Recast the entries below as a numbered list of their lines. Drop any blank lines and leave the pictures out.

● A block of data
######

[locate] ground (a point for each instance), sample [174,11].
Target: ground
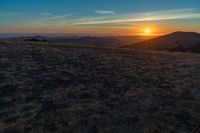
[58,88]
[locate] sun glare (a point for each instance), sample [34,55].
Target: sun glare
[147,31]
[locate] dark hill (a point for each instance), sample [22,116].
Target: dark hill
[177,41]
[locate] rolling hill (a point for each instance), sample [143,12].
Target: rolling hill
[177,41]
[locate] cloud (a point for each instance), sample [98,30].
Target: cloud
[58,16]
[104,12]
[45,14]
[11,14]
[186,13]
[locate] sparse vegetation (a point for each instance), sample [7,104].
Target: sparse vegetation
[58,88]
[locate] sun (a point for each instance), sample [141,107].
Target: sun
[147,31]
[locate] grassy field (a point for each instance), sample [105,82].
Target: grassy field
[57,88]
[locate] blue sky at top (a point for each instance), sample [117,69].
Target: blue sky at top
[92,15]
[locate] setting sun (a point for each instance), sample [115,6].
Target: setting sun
[147,31]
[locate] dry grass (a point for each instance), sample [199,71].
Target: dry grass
[77,89]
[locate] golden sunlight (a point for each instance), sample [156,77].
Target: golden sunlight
[147,31]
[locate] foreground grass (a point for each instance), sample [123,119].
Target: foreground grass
[79,89]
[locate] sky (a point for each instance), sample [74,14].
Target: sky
[99,17]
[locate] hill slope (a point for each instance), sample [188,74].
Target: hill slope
[177,41]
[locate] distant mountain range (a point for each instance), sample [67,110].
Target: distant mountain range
[177,41]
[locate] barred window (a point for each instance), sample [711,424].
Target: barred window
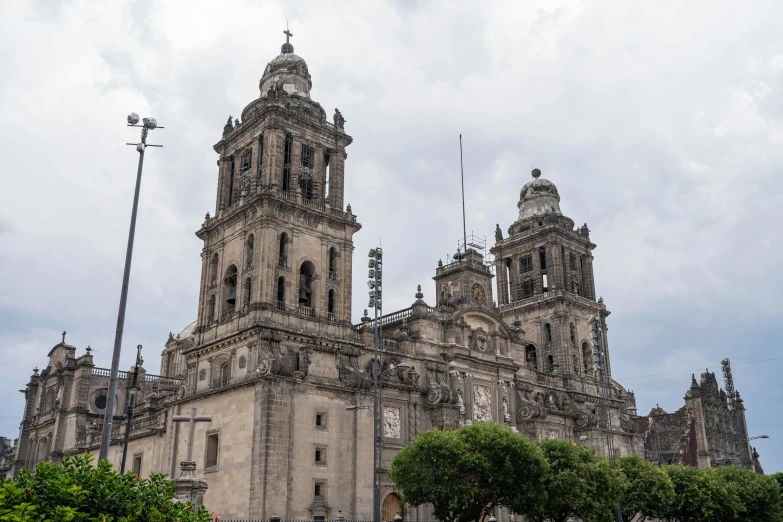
[526,289]
[307,156]
[246,159]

######

● Written response
1. [locate] ground (a point for each instance), sample [174,11].
2. Target: ground
3. [58,88]
4. [locate] sun glare (a point for each instance), sample [34,55].
5. Target: sun glare
6. [147,31]
7. [locate] dark hill (a point for each instance), sample [22,116].
8. Target: dark hill
9. [177,41]
10. [locate] rolling hill (a point for each instance), sample [143,12].
11. Target: rolling hill
12. [177,41]
13. [locate] cloud (a point for each instance), sample [98,30].
14. Target: cloud
15. [58,16]
16. [104,12]
17. [45,14]
18. [11,14]
19. [186,13]
20. [locate] sparse vegetation (a point for each instance), sample [7,104].
21. Target: sparse vegetation
22. [58,88]
23. [locate] sun (a point for each instance), sample [141,107].
24. Target: sun
25. [147,31]
26. [locate] grassy field (a point for each instance), sample [105,82].
27. Target: grassy field
28. [57,88]
29. [locate] blue sky at top (a point for each instance), sample [117,69].
30. Target: blue sky at top
31. [92,15]
32. [locate] setting sun (a point for each instance), sample [115,6].
33. Target: setting sun
34. [147,31]
35. [locate] dry grass (a point for each instance), sample [199,71].
36. Target: dry grass
37. [77,89]
38. [locate] golden sunlight (a point for each instance), sample [156,77].
39. Target: golden sunlight
40. [147,31]
41. [locate] foreground grass (a point for each instance), sample [123,119].
42. Target: foreground grass
43. [79,89]
44. [locate] sky (a point for each instance), sample [74,14].
45. Target: sky
46. [99,17]
47. [locate] hill slope (a point for each instance), sample [188,74].
48. Target: hill slope
49. [177,41]
50. [locate] distant mountain range (a point for each instance), sample [67,110].
51. Target: distant mountain range
52. [177,41]
53. [locate] barred window (a point for each instance), sample [711,424].
54. Target: barred window
55. [526,289]
56. [307,156]
57. [246,159]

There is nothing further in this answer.